**Aim of the task:** Transcribe the part of the data that runs from its first line through the line containing "27 22 L 10 15", keeping every character unchanged and including both ends. Leave the pictures out of your answer.

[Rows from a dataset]

━━━━━━━━━━━━━━━━━━━━━━━━━━━━━━

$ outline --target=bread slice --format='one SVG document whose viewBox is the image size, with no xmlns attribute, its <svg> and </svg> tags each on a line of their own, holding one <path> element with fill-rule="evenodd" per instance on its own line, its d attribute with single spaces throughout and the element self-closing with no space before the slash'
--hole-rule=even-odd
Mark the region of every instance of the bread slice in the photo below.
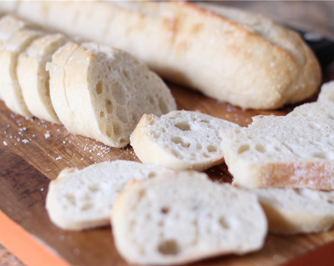
<svg viewBox="0 0 334 266">
<path fill-rule="evenodd" d="M 5 5 L 0 2 L 0 10 L 12 9 Z M 14 12 L 124 50 L 167 79 L 244 108 L 275 109 L 316 91 L 320 67 L 298 33 L 257 15 L 204 7 L 178 1 L 22 1 Z"/>
<path fill-rule="evenodd" d="M 7 107 L 24 116 L 31 117 L 23 99 L 17 79 L 16 67 L 19 55 L 34 39 L 43 34 L 32 29 L 19 30 L 3 43 L 0 51 L 0 88 Z"/>
<path fill-rule="evenodd" d="M 198 112 L 144 114 L 131 135 L 143 163 L 182 170 L 204 170 L 224 161 L 219 130 L 236 124 Z"/>
<path fill-rule="evenodd" d="M 326 101 L 334 102 L 334 80 L 322 85 L 317 101 L 321 102 Z"/>
<path fill-rule="evenodd" d="M 27 22 L 10 15 L 5 15 L 0 18 L 0 53 L 4 42 L 18 30 L 30 26 Z M 3 100 L 3 89 L 0 89 L 0 100 Z"/>
<path fill-rule="evenodd" d="M 65 36 L 60 34 L 48 34 L 35 40 L 20 55 L 17 68 L 19 83 L 29 111 L 38 118 L 57 124 L 60 121 L 51 103 L 50 77 L 45 65 L 66 40 Z"/>
<path fill-rule="evenodd" d="M 172 265 L 261 248 L 267 221 L 256 195 L 194 171 L 127 186 L 112 216 L 116 248 L 129 263 Z"/>
<path fill-rule="evenodd" d="M 74 123 L 59 116 L 69 132 L 121 148 L 130 143 L 144 113 L 160 116 L 176 109 L 162 80 L 136 58 L 93 43 L 68 44 L 63 49 L 76 45 L 66 64 L 65 76 Z"/>
<path fill-rule="evenodd" d="M 323 101 L 304 103 L 296 107 L 287 116 L 301 117 L 323 123 L 334 129 L 334 102 Z"/>
<path fill-rule="evenodd" d="M 334 192 L 306 189 L 254 190 L 269 231 L 292 234 L 326 231 L 334 224 Z"/>
<path fill-rule="evenodd" d="M 248 127 L 220 131 L 233 184 L 334 189 L 334 130 L 292 116 L 253 119 Z"/>
<path fill-rule="evenodd" d="M 50 219 L 68 230 L 110 224 L 114 202 L 133 179 L 153 177 L 171 170 L 128 161 L 105 162 L 80 170 L 67 168 L 50 183 L 46 207 Z"/>
<path fill-rule="evenodd" d="M 65 66 L 73 53 L 78 48 L 72 42 L 67 43 L 52 55 L 52 60 L 47 62 L 46 69 L 50 76 L 50 97 L 57 116 L 62 123 L 75 125 L 74 115 L 70 109 L 65 86 Z"/>
</svg>

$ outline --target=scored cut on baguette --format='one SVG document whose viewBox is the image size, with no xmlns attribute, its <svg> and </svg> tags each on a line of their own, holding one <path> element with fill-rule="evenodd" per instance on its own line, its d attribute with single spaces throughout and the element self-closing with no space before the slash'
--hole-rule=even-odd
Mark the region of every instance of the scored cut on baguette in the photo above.
<svg viewBox="0 0 334 266">
<path fill-rule="evenodd" d="M 46 207 L 53 223 L 63 229 L 108 225 L 114 202 L 129 181 L 172 170 L 128 161 L 67 168 L 49 185 Z"/>
<path fill-rule="evenodd" d="M 322 84 L 317 101 L 334 102 L 334 80 Z"/>
<path fill-rule="evenodd" d="M 177 170 L 204 170 L 224 161 L 219 128 L 236 124 L 198 112 L 144 114 L 130 137 L 143 163 Z"/>
<path fill-rule="evenodd" d="M 7 106 L 24 116 L 30 117 L 19 83 L 16 67 L 19 55 L 34 39 L 44 34 L 34 29 L 19 30 L 4 41 L 0 49 L 0 88 Z"/>
<path fill-rule="evenodd" d="M 49 73 L 45 66 L 52 54 L 65 43 L 60 34 L 48 34 L 35 40 L 19 56 L 17 71 L 24 101 L 33 115 L 60 123 L 50 97 Z"/>
<path fill-rule="evenodd" d="M 256 195 L 194 171 L 130 183 L 112 213 L 117 250 L 136 264 L 244 254 L 261 248 L 267 230 Z"/>
<path fill-rule="evenodd" d="M 253 119 L 247 127 L 220 131 L 233 184 L 334 189 L 334 130 L 303 117 Z"/>
<path fill-rule="evenodd" d="M 258 196 L 269 232 L 284 234 L 326 231 L 334 224 L 334 192 L 260 188 Z"/>
<path fill-rule="evenodd" d="M 244 108 L 296 102 L 321 82 L 317 60 L 298 33 L 236 10 L 218 8 L 222 16 L 173 1 L 0 3 L 6 9 L 123 49 L 167 79 Z"/>
<path fill-rule="evenodd" d="M 62 87 L 50 74 L 51 83 L 61 85 L 51 85 L 51 89 L 65 94 L 61 97 L 66 98 L 70 114 L 60 115 L 64 111 L 58 108 L 62 106 L 54 107 L 71 133 L 121 148 L 130 143 L 143 114 L 160 116 L 176 109 L 162 80 L 128 53 L 93 43 L 80 46 L 69 43 L 61 50 L 74 52 L 64 64 Z M 62 51 L 58 52 L 57 56 L 61 56 Z M 51 94 L 53 103 L 57 98 L 54 101 Z"/>
</svg>

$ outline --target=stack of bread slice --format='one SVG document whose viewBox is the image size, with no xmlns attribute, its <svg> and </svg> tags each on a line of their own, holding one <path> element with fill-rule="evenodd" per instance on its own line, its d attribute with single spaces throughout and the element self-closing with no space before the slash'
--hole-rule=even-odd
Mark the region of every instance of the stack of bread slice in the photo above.
<svg viewBox="0 0 334 266">
<path fill-rule="evenodd" d="M 77 44 L 10 15 L 0 20 L 0 41 L 1 97 L 22 115 L 120 148 L 144 114 L 176 109 L 162 80 L 122 50 Z"/>
</svg>

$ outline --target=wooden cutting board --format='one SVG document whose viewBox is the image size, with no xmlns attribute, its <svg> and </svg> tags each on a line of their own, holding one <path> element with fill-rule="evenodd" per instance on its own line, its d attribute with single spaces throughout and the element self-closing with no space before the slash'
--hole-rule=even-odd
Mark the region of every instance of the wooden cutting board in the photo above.
<svg viewBox="0 0 334 266">
<path fill-rule="evenodd" d="M 334 67 L 332 68 L 334 70 Z M 329 74 L 334 73 L 329 71 Z M 254 115 L 284 115 L 293 108 L 275 111 L 242 110 L 198 93 L 170 84 L 169 86 L 179 109 L 199 110 L 243 126 L 251 122 Z M 316 96 L 314 99 L 316 98 Z M 21 237 L 21 233 L 15 231 L 15 234 L 19 235 L 13 236 L 16 242 L 14 242 L 12 249 L 16 249 L 15 243 L 22 241 L 28 248 L 37 240 L 45 248 L 42 248 L 38 255 L 33 254 L 33 257 L 49 253 L 51 249 L 66 262 L 49 258 L 49 260 L 45 261 L 49 265 L 63 263 L 76 265 L 126 264 L 115 249 L 110 227 L 83 232 L 65 231 L 51 224 L 44 206 L 50 180 L 55 178 L 63 168 L 81 168 L 95 163 L 118 159 L 139 161 L 131 147 L 111 148 L 71 134 L 62 126 L 37 119 L 25 119 L 12 114 L 2 102 L 0 102 L 0 210 L 33 236 L 27 240 Z M 224 164 L 206 172 L 217 182 L 229 182 L 231 180 Z M 1 227 L 1 225 L 5 223 L 1 217 L 0 241 L 4 242 L 6 245 L 5 241 L 8 242 L 8 239 L 2 239 L 2 235 L 7 234 L 10 237 L 11 231 L 8 232 L 9 228 L 7 229 L 3 225 Z M 264 248 L 259 252 L 243 256 L 219 257 L 197 265 L 276 265 L 333 240 L 334 230 L 290 237 L 270 235 Z M 31 262 L 35 261 L 33 259 L 25 261 L 22 257 L 27 254 L 17 253 L 21 252 L 20 250 L 13 251 L 24 262 L 31 264 L 34 263 Z"/>
</svg>

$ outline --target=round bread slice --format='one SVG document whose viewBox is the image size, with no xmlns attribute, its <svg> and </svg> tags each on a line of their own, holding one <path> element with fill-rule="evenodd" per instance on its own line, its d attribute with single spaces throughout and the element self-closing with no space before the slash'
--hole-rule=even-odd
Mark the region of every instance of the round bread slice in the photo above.
<svg viewBox="0 0 334 266">
<path fill-rule="evenodd" d="M 34 40 L 19 56 L 17 78 L 24 101 L 34 116 L 60 123 L 50 97 L 49 73 L 45 69 L 55 52 L 66 41 L 61 34 L 48 34 Z"/>
<path fill-rule="evenodd" d="M 117 196 L 133 179 L 171 170 L 128 161 L 105 162 L 80 170 L 67 168 L 49 185 L 46 208 L 51 220 L 65 230 L 108 225 Z"/>
<path fill-rule="evenodd" d="M 112 222 L 120 254 L 145 265 L 257 250 L 267 226 L 255 194 L 194 171 L 130 183 L 116 199 Z"/>
<path fill-rule="evenodd" d="M 65 73 L 66 97 L 75 124 L 59 116 L 60 121 L 70 132 L 113 147 L 130 143 L 144 114 L 160 116 L 176 108 L 161 78 L 121 50 L 84 43 L 69 59 Z"/>
<path fill-rule="evenodd" d="M 74 116 L 68 105 L 65 87 L 65 66 L 78 46 L 69 42 L 58 49 L 52 55 L 46 69 L 50 76 L 50 97 L 54 111 L 60 122 L 68 130 L 75 131 Z"/>
<path fill-rule="evenodd" d="M 219 129 L 238 127 L 199 112 L 145 114 L 131 135 L 131 145 L 145 163 L 200 171 L 224 161 Z"/>
<path fill-rule="evenodd" d="M 318 97 L 318 101 L 334 102 L 334 80 L 324 83 Z"/>
<path fill-rule="evenodd" d="M 266 212 L 270 232 L 292 234 L 326 231 L 334 224 L 334 192 L 292 188 L 252 190 Z"/>
<path fill-rule="evenodd" d="M 3 43 L 0 52 L 0 88 L 7 107 L 24 116 L 32 116 L 24 102 L 17 79 L 16 66 L 19 55 L 34 39 L 44 34 L 30 29 L 19 30 Z"/>
<path fill-rule="evenodd" d="M 7 15 L 1 17 L 0 19 L 0 48 L 2 47 L 4 42 L 13 33 L 31 26 L 28 22 L 14 16 Z M 3 90 L 0 89 L 0 100 L 3 99 L 2 93 Z"/>
</svg>

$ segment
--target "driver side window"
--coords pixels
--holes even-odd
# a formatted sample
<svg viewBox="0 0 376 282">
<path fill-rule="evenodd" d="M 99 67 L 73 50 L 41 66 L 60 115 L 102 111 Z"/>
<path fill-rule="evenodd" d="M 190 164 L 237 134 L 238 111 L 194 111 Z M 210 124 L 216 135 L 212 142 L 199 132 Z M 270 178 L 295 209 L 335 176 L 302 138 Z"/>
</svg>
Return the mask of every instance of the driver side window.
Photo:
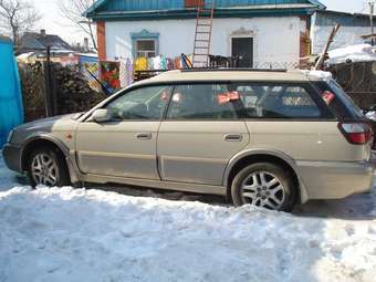
<svg viewBox="0 0 376 282">
<path fill-rule="evenodd" d="M 109 102 L 106 108 L 116 121 L 160 119 L 170 92 L 170 86 L 140 87 Z"/>
</svg>

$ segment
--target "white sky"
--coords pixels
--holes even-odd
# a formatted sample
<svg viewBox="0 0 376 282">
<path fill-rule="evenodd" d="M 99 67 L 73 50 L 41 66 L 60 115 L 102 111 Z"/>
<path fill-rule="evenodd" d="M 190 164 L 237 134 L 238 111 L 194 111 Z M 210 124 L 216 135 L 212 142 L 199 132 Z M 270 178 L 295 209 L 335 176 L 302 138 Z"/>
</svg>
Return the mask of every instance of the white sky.
<svg viewBox="0 0 376 282">
<path fill-rule="evenodd" d="M 35 8 L 42 14 L 42 20 L 38 24 L 38 29 L 45 29 L 48 33 L 59 34 L 67 42 L 82 42 L 85 36 L 70 22 L 64 20 L 60 14 L 56 0 L 29 0 L 34 3 Z M 64 1 L 64 0 L 59 0 Z M 366 0 L 321 0 L 328 10 L 346 11 L 346 12 L 368 12 Z"/>
</svg>

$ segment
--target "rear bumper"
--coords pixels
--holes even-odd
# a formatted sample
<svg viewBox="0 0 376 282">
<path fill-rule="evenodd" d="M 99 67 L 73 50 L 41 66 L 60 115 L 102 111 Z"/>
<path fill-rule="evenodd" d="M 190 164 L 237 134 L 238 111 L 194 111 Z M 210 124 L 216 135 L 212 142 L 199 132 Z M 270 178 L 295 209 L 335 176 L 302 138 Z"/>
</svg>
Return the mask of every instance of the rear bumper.
<svg viewBox="0 0 376 282">
<path fill-rule="evenodd" d="M 309 199 L 342 199 L 370 191 L 373 161 L 297 161 Z"/>
<path fill-rule="evenodd" d="M 22 173 L 20 146 L 8 143 L 2 149 L 2 155 L 9 169 Z"/>
</svg>

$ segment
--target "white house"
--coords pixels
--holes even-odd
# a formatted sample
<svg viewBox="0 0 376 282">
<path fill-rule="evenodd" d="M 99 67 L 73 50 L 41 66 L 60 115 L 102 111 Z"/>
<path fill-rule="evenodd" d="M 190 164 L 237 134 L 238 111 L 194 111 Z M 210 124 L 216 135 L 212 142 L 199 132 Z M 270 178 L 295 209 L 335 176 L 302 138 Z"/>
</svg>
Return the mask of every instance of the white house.
<svg viewBox="0 0 376 282">
<path fill-rule="evenodd" d="M 100 59 L 192 53 L 199 1 L 96 1 L 86 17 L 97 23 Z M 210 54 L 249 58 L 242 66 L 297 65 L 310 52 L 311 15 L 322 9 L 316 0 L 217 0 Z"/>
<path fill-rule="evenodd" d="M 370 42 L 370 39 L 362 38 L 370 34 L 369 14 L 320 10 L 312 15 L 312 53 L 318 54 L 323 51 L 333 27 L 337 23 L 341 28 L 330 50 Z M 374 25 L 376 27 L 375 18 Z"/>
</svg>

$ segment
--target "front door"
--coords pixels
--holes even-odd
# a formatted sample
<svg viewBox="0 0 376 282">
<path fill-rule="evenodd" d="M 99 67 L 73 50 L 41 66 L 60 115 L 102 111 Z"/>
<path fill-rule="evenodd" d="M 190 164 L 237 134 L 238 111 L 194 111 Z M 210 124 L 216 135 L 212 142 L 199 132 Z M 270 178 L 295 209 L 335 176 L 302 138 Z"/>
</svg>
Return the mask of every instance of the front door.
<svg viewBox="0 0 376 282">
<path fill-rule="evenodd" d="M 239 58 L 239 67 L 253 66 L 253 38 L 232 38 L 231 56 Z"/>
<path fill-rule="evenodd" d="M 249 142 L 229 95 L 226 84 L 175 87 L 157 140 L 163 180 L 222 185 L 229 159 Z"/>
<path fill-rule="evenodd" d="M 156 142 L 170 88 L 147 86 L 128 91 L 105 108 L 113 119 L 86 121 L 76 133 L 76 157 L 85 174 L 159 179 Z"/>
</svg>

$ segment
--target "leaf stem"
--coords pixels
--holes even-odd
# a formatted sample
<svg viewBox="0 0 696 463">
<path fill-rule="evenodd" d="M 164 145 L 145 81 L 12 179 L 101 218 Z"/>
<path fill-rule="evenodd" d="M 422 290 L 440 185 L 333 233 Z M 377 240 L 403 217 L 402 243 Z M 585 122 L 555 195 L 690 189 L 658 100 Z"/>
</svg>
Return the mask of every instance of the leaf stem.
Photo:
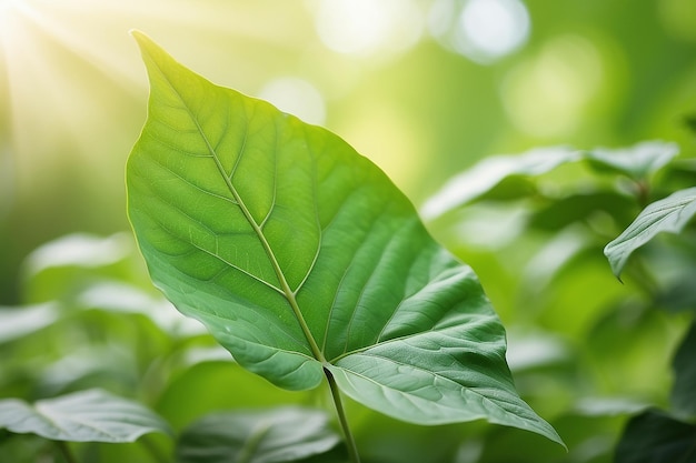
<svg viewBox="0 0 696 463">
<path fill-rule="evenodd" d="M 341 431 L 344 432 L 344 436 L 346 437 L 346 446 L 348 447 L 348 456 L 350 457 L 351 463 L 360 463 L 360 455 L 358 455 L 358 447 L 356 446 L 356 441 L 352 437 L 352 433 L 350 432 L 350 427 L 348 426 L 348 420 L 346 419 L 346 411 L 344 410 L 344 403 L 340 399 L 340 391 L 338 390 L 338 384 L 336 384 L 336 380 L 334 375 L 328 369 L 324 369 L 324 374 L 326 374 L 326 379 L 329 382 L 329 389 L 331 390 L 331 397 L 334 399 L 334 404 L 336 405 L 336 413 L 338 414 L 338 422 L 340 423 Z"/>
<path fill-rule="evenodd" d="M 78 463 L 66 441 L 56 441 L 56 445 L 68 463 Z"/>
</svg>

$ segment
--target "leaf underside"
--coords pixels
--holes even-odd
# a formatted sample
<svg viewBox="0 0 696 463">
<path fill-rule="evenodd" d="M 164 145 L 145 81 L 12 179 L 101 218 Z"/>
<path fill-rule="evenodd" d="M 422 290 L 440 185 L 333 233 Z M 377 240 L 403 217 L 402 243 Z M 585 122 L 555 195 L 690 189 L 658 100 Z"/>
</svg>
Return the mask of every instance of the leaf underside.
<svg viewBox="0 0 696 463">
<path fill-rule="evenodd" d="M 518 396 L 476 275 L 384 172 L 133 34 L 150 99 L 128 160 L 128 213 L 179 311 L 281 387 L 316 387 L 326 368 L 397 419 L 487 419 L 560 443 Z"/>
<path fill-rule="evenodd" d="M 177 462 L 295 462 L 324 454 L 339 441 L 328 416 L 316 410 L 218 413 L 183 430 L 177 442 Z"/>
</svg>

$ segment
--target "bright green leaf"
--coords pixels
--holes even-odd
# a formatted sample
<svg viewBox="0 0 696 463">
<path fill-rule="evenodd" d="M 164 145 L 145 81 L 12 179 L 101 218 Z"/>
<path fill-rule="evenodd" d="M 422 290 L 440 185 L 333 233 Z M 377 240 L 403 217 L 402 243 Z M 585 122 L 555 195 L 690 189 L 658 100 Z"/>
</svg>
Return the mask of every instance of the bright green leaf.
<svg viewBox="0 0 696 463">
<path fill-rule="evenodd" d="M 455 178 L 421 208 L 425 218 L 435 219 L 487 193 L 503 180 L 514 175 L 540 175 L 567 162 L 581 158 L 583 153 L 566 147 L 538 148 L 516 155 L 486 158 Z"/>
<path fill-rule="evenodd" d="M 326 413 L 297 407 L 205 416 L 181 433 L 180 463 L 296 462 L 330 451 L 340 437 Z"/>
<path fill-rule="evenodd" d="M 151 93 L 128 161 L 129 217 L 179 311 L 279 386 L 316 387 L 326 368 L 401 420 L 487 419 L 560 442 L 518 396 L 476 275 L 384 172 L 136 38 Z"/>
<path fill-rule="evenodd" d="M 145 406 L 101 390 L 89 390 L 28 404 L 0 401 L 0 429 L 53 441 L 133 442 L 169 426 Z"/>
<path fill-rule="evenodd" d="M 618 278 L 630 254 L 660 232 L 679 233 L 696 214 L 696 188 L 677 191 L 645 208 L 628 228 L 604 249 Z"/>
<path fill-rule="evenodd" d="M 586 157 L 596 167 L 624 173 L 634 180 L 644 180 L 657 172 L 679 153 L 676 143 L 644 141 L 630 148 L 596 148 Z"/>
<path fill-rule="evenodd" d="M 696 323 L 692 324 L 688 333 L 672 363 L 674 368 L 674 386 L 672 404 L 674 410 L 686 416 L 696 416 Z"/>
<path fill-rule="evenodd" d="M 53 302 L 20 308 L 0 306 L 0 343 L 42 330 L 56 322 L 59 315 L 58 304 Z"/>
<path fill-rule="evenodd" d="M 696 426 L 656 410 L 628 422 L 616 447 L 616 463 L 693 462 Z"/>
</svg>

━━━━━━━━━━━━━━━━━━━━━━━━━━━━━━

**Solved exercise:**
$ outline --target=bread slice --format='one SVG document whose viewBox is the image size, with no xmlns attribute, its <svg> and </svg> tags each on a line of their own, holding one <path> element with fill-rule="evenodd" per instance on its own line, its d attribute with single spaces throughout and the element self-closing with no space before the slash'
--hole-rule=even-odd
Mark the region of every instance of the bread slice in the photo below.
<svg viewBox="0 0 334 266">
<path fill-rule="evenodd" d="M 5 5 L 0 2 L 0 10 L 12 9 Z M 14 12 L 124 50 L 167 79 L 244 108 L 275 109 L 316 91 L 320 67 L 298 33 L 257 15 L 204 7 L 178 1 L 22 1 Z"/>
<path fill-rule="evenodd" d="M 7 107 L 24 116 L 31 117 L 23 99 L 17 79 L 16 67 L 19 55 L 34 39 L 43 34 L 32 29 L 19 30 L 3 43 L 0 51 L 0 88 Z"/>
<path fill-rule="evenodd" d="M 198 112 L 144 114 L 131 135 L 143 163 L 182 170 L 204 170 L 224 161 L 219 130 L 236 124 Z"/>
<path fill-rule="evenodd" d="M 326 101 L 334 102 L 334 80 L 322 85 L 317 101 L 321 102 Z"/>
<path fill-rule="evenodd" d="M 27 22 L 10 15 L 5 15 L 0 18 L 0 53 L 4 42 L 18 30 L 30 26 Z M 3 100 L 3 89 L 0 89 L 0 100 Z"/>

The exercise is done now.